■ Exercise prompt
All lines from the one containing "Given the image above, locate the flower center" to the end of the material are to be given again exactly; leave out every line before it.

■ Task inputs
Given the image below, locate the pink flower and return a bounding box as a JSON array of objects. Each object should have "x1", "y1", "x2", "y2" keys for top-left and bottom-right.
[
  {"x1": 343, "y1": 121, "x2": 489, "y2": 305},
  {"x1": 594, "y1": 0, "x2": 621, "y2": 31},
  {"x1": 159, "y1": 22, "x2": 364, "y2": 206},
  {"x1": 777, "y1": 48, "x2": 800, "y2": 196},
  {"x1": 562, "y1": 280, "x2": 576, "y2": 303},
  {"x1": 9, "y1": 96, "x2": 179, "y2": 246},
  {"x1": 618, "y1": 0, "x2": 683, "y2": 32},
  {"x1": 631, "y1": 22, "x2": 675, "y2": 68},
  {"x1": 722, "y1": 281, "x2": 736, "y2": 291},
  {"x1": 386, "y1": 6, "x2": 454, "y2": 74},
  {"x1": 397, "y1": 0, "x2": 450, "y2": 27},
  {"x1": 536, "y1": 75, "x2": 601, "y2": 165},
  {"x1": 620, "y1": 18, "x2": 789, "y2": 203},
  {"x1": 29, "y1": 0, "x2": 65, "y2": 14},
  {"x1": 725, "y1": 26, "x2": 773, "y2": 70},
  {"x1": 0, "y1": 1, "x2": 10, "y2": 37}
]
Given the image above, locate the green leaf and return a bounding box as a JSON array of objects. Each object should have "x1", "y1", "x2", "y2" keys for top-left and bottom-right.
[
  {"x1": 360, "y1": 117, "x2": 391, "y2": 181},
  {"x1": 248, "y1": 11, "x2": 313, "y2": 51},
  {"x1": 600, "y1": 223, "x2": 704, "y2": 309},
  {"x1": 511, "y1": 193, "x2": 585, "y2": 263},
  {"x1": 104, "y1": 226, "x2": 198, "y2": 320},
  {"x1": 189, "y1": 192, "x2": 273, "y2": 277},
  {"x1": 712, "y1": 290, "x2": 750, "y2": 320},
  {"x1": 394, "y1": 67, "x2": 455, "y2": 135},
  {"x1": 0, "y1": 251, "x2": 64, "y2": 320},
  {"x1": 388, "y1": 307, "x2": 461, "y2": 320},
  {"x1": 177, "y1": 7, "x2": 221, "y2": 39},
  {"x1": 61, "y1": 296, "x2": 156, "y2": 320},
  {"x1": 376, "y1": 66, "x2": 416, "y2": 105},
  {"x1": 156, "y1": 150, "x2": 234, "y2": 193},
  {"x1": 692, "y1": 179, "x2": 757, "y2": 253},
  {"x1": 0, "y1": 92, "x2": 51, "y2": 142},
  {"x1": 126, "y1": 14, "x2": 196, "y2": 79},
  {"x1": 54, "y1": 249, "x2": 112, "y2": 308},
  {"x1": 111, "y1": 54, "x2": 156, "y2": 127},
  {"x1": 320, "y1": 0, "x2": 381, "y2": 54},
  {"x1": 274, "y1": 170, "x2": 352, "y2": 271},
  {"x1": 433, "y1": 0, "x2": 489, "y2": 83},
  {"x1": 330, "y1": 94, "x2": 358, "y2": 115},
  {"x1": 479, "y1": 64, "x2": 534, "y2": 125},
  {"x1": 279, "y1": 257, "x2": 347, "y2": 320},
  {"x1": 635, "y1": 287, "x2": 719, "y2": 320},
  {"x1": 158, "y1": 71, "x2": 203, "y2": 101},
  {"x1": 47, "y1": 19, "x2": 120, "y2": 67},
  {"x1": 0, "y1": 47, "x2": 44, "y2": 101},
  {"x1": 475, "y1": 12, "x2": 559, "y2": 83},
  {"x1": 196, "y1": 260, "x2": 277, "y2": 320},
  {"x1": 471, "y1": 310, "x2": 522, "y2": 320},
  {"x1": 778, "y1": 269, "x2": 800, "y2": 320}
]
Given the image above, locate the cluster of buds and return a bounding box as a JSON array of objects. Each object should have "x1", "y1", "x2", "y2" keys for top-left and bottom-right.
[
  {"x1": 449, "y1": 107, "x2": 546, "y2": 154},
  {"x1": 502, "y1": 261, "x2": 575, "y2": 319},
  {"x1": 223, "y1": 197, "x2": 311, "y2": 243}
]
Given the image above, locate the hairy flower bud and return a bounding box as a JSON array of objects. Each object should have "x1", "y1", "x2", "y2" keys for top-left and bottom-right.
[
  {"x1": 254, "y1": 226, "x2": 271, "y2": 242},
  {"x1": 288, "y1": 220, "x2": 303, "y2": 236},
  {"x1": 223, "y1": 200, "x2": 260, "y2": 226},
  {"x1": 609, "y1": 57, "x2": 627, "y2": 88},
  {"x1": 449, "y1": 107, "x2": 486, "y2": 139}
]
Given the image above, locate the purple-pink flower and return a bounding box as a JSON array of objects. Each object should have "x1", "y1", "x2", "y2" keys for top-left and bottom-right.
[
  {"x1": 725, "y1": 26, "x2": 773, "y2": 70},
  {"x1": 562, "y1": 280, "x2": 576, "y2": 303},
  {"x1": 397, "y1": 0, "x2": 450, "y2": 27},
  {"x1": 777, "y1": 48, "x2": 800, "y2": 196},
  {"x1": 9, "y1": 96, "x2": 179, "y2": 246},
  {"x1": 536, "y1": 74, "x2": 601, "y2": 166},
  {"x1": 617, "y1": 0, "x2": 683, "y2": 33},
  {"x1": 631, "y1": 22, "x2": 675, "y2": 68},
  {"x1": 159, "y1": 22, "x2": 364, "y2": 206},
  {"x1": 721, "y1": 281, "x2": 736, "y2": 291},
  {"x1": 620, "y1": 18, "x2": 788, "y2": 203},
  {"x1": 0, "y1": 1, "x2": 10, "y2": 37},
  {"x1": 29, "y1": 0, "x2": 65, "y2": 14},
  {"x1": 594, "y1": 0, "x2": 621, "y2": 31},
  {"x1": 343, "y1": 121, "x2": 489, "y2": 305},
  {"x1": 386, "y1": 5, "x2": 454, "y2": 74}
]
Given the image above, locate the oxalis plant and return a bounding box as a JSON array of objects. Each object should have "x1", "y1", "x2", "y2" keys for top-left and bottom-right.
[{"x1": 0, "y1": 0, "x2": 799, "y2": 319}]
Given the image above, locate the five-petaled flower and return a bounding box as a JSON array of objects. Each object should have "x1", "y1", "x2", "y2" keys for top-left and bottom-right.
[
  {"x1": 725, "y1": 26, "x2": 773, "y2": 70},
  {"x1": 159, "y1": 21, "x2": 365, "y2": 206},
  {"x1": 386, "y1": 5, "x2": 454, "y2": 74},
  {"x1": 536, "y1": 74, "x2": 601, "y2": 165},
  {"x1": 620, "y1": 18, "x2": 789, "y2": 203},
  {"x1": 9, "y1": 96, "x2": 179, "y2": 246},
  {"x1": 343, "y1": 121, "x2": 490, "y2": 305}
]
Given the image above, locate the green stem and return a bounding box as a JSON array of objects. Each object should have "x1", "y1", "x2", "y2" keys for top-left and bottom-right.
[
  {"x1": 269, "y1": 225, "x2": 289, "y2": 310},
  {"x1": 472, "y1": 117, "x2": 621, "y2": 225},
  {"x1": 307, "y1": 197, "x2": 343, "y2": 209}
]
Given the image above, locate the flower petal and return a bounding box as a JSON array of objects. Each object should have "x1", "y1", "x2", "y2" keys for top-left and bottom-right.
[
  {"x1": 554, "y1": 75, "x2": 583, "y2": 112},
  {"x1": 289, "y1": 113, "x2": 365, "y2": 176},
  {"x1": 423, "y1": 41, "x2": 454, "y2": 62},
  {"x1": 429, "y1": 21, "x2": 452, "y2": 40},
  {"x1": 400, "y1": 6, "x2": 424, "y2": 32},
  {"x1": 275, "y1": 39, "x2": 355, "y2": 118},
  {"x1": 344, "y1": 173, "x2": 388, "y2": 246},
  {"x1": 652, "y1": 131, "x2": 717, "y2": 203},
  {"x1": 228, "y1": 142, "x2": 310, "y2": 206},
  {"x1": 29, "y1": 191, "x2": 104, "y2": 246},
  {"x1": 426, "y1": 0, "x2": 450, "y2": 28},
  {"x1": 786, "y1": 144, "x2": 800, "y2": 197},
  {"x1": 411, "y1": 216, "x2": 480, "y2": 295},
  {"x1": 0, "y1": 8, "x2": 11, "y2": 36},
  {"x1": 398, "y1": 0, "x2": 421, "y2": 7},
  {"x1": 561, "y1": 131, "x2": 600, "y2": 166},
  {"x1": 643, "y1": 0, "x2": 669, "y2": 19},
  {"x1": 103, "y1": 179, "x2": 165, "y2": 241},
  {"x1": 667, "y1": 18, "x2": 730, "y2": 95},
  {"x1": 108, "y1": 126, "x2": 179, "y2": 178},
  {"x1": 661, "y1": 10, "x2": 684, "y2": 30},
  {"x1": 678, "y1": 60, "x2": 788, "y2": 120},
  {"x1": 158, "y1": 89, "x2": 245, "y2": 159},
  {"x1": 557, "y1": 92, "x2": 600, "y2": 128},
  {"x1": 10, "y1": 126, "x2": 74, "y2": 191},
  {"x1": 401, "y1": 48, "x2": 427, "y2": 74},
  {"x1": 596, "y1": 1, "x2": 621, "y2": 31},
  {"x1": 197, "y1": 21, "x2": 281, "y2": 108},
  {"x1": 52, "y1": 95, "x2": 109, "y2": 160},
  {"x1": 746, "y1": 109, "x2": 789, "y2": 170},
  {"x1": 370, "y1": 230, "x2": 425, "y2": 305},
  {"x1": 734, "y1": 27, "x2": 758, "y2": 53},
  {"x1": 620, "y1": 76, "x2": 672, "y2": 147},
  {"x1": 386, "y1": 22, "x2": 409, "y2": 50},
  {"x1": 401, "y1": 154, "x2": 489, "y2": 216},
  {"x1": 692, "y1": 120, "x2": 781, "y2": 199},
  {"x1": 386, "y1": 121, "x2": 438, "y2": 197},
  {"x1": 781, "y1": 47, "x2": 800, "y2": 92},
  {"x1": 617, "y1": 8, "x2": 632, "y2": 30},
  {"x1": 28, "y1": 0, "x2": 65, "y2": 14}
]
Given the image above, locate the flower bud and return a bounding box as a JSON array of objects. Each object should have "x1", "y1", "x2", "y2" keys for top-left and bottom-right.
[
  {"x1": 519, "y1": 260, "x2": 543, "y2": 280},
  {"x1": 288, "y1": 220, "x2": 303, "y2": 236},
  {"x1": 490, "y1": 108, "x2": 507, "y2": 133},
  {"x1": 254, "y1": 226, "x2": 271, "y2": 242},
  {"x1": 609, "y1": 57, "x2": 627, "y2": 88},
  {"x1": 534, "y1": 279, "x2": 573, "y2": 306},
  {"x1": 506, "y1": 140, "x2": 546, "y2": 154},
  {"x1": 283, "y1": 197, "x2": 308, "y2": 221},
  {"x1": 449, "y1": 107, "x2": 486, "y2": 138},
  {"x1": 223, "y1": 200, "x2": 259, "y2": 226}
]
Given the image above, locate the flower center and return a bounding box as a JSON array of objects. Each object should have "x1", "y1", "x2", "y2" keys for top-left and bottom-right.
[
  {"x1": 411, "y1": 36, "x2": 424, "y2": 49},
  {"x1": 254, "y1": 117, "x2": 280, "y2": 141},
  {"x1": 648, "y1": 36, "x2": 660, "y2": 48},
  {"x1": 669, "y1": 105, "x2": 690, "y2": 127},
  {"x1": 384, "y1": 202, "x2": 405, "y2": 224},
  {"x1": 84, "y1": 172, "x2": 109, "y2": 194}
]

■ Output
Given the image above, locate the flower center and return a bounding box as a JSON array of objects. Each object should have "x1", "y1", "x2", "y2" keys for top-left and bottom-right.
[
  {"x1": 411, "y1": 36, "x2": 424, "y2": 49},
  {"x1": 254, "y1": 117, "x2": 280, "y2": 141},
  {"x1": 648, "y1": 36, "x2": 660, "y2": 48},
  {"x1": 669, "y1": 105, "x2": 690, "y2": 127},
  {"x1": 384, "y1": 202, "x2": 405, "y2": 224},
  {"x1": 84, "y1": 172, "x2": 109, "y2": 194}
]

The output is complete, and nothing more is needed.